For instance, DW1 said he supplied sand and stone to the site of the disputed property when it was under construction and payment was made by the defendant. Similarly, DW2, the witness from Town and Country Planning Department of A.M.A. tendered Exhibit 11 the building permit which bore the name of the defendant.

 

Counsel for the defendant concluded that, there is ample evidence on record in favour of the defendant’s claim as against what the plaintiff proferred. On the balance of probabilities therefore, the trial court should have found for the defendant and not the plaintiff. In the circumstance of the evidence adduced before the trial court, he urged us to set aside the judgment of the High Court and enter judgment for the defendant.

 

In response to the above submissions, counsel for the plaintiff, canvassed a preliminary point addressed by the defendant. He argued that, a substantial portion of the statement of defence was devoted to pleading that the parties’ mother, Elizabeth Larteley Larkai had suffered memory loss and could not have executed the Will under which the plaintiff acquired interests in the subject-matter.

Data to examine
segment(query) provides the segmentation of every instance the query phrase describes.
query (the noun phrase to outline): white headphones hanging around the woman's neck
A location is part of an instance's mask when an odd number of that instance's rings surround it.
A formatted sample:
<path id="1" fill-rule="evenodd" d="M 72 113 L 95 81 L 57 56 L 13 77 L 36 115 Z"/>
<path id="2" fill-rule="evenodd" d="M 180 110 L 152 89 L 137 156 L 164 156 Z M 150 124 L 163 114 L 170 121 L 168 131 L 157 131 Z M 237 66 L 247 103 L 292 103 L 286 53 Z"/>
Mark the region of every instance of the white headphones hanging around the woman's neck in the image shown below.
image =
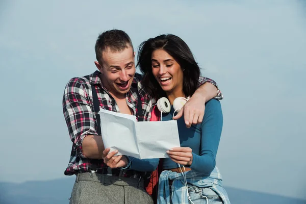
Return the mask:
<path id="1" fill-rule="evenodd" d="M 190 97 L 188 97 L 188 98 L 184 98 L 184 97 L 177 97 L 177 98 L 175 98 L 173 100 L 174 113 L 175 112 L 180 112 L 181 109 L 183 108 L 183 106 L 189 100 L 189 98 Z M 170 102 L 169 102 L 168 98 L 162 97 L 162 98 L 158 99 L 158 101 L 157 101 L 157 108 L 161 112 L 161 115 L 162 115 L 162 113 L 169 113 L 170 110 L 171 110 L 171 105 L 170 105 Z M 174 116 L 174 113 L 173 113 L 173 116 Z M 162 119 L 162 117 L 161 117 L 161 119 Z"/>

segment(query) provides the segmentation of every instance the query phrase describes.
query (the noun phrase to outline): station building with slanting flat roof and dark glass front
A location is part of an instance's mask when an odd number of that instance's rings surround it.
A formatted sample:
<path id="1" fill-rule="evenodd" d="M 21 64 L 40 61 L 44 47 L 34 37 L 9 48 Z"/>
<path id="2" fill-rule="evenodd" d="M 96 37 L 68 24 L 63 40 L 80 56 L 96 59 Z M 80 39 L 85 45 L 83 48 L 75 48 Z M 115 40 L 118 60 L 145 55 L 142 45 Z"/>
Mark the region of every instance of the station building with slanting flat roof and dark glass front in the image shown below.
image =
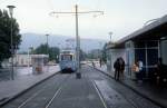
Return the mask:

Exercise A
In the judgment excerpt, what was Exhibit 11, which DW2 tendered?
Exercise B
Output the passage of the judgment excerpt between "Counsel for the defendant" and "in the subject-matter.", inclusive.
Exercise C
Continue the judgment excerpt from its last sentence.

Answer area A
The building permit, which bore the name of the defendant.

Answer area B
Counsel for the defendant concluded that, there is ample evidence on record in favour of the defendant’s claim as against what the plaintiff proferred. On the balance of probabilities therefore, the trial court should have found for the defendant and not the plaintiff. In the circumstance of the evidence adduced before the trial court, he urged us to set aside the judgment of the High Court and enter judgment for the defendant.

 

In response to the above submissions, counsel for the plaintiff, canvassed a preliminary point addressed by the defendant. He argued that, a substantial portion of the statement of defence was devoted to pleading that the parties’ mother, Elizabeth Larteley Larkai had suffered memory loss and could not have executed the Will under which the plaintiff acquired interests in the subject-matter.

Answer area C
Indeed, the defendant pleaded that the Will was forged and sought reliefs setting aside the said Will. However, at the trial, the defendant failed to provide any credible evidence to back the assertions of forgery of her mother’s Will. He continued that, having failed to substantiate the allegation of a forged Will at the trial, the defendant in her submissions before this court argues that, the instant action is not a probate action or an action requiring a proof of a Will in Solemn Form. That being the case, the implication is that the last Will and Testament of Elizabeth Larteley Larkai which has been admitted to probate is competent and valid.

 

On the burden of proof, counsel for the plaintiff submitted that the burden of proof does not remain equally placed throughout the pendency of the case. He continued that, in the course of the trial and in the light of the evidence adduced, the burden shifted to the defendant who was unable to adduce sufficient evidence to avoid an adverse ruling.

 

In contrast, the plaintiff in support of her claim to be owner of the property as devisee, indicated in her evidence that the property was for her mother who devised same to her by her Will. The plaintiff tendered a Probate and Vesting Assent in her favour to demonstrate the transfer to her of legal title to the property.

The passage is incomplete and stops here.